=== CONSIGNES ===
• 1. Répondez à ces questions sur l'extrait consacré au livre de Pierre Manent :
(a) Quels sont les titres des trois parties de l'ouvrage ?
(b) D'après l'extrait, jusqu'où le libéralisme étend-il son régime ?
(c) Quelle phrase de Montesquieu Pierre Manent cite-t-il ?
• 2. Poursuivez l'extrait consacré au livre de Pierre Manent sur la démocratie, en reprenant juste après sa dernière phrase.

=== EXTRAIT CHOISI ===
Enquête sur la démocratie est un ouvrage imposant qui se propose de scruter différentes notions de la philosophie politique. Il s’articule autour de trois parties, «Comprendre la politique moderne», «En lisant les philosophes politiques» et, enfin, «Religion et politique». En effet, une question "rôde" dans tout l'ouvrage : pourquoi sommes-nous démocrates ? Ou même plus simplement : qu'est-ce que la démocratie ? Et quelles sont les questions qu’elle pose d’une façon directe et indirecte ? Il est clair que pour Pierre Manent, la force démocratique est aussi sa faiblesse. Surtout la démocratie libérale. Le libéralisme, ressort fondamental du mouvement moderne, étend son régime à toutes les activités humaines, bien au-delà donc de l'économie. Il y a, indéniablement, de la part des Modernes, une volonté de construire de leurs propres mains ce régime politique et non plus de découvrir seulement l'ordre juste caché dans la nature.

Dans une première partie, Pierre Manent interroge inlassablement la notion de démocratie, la démocratie dans tous ses états ou dans tous ses aspects. Par exemple, dans l'article «La démocratie sans nation ?», il pose des questions autant cruciales que dérangeantes : "Nous ne réfléchissons pas assez sur ce fait singulier : nous sommes le premier monde qui veuille soumettre tous les aspects du monde à un seul principe ; quoique ce principe soit celui de la liberté, le projet même a quelque chose de tyrannique. Il y a deux siècles et demi, alors que la règle religieuse était pesante et même, par certains traits, tyrannique, Montesquieu, le plus judicieux défenseur peut-être de la liberté moderne, s'écriait : "Qui le dirait ! la vertu même a besoin de limites." Aujourd'hui, les vrais amis de la liberté sont enclins à penser, sinon toujours à oser dire : "Qui le dirait ! la liberté même a besoin de limites." Ces limites sont celles du corps politique dans lequel seule la liberté peut-être effective" (p.181). On voit ainsi comment la démocratie peut devenir un démocratisme et s’annihiler elle-même.

=== BLOC DE DONNÉES ===

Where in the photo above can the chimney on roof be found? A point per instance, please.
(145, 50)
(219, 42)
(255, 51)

=== RÉPONSES ===
• 1.
(a) «Comprendre la politique moderne», «En lisant les philosophes politiques» et «Religion et politique».
(b) À toutes les activités humaines, bien au-delà de l'économie.
(c) «Qui le dirait ! la vertu même a besoin de limites.»

• 2.
Ce corps alors sans limite que devient la "démocratie", si encore on peut l'appeler démocratie, est dû à l'usage tyrannique que l'homme européen fait de la liberté, la conduisant de fait à la déroute : "Il a voulu ne faire que ce qu'il voulait ; il a rejeté comme arbitraire et suranné l'instrument politique qui lui permettait, en lui fixant des limites, d'exercer sa souveraineté, c'est-à-dire sa volonté ; sa volonté va se trouver sans instrument, sans cadre de formation et d'action, solidaire et politiquement impuissante. Avec le droit méticuleusement garanti de tout vouloir, il ne pourra, comme citoyen, presque plus rien" (pp.180-181). Au fil de plusieurs articles, Pierre Manent se fait un redoutable commentateur de la démocratie et ses textes deviennent incontournables par leur pertinence et leur acuité.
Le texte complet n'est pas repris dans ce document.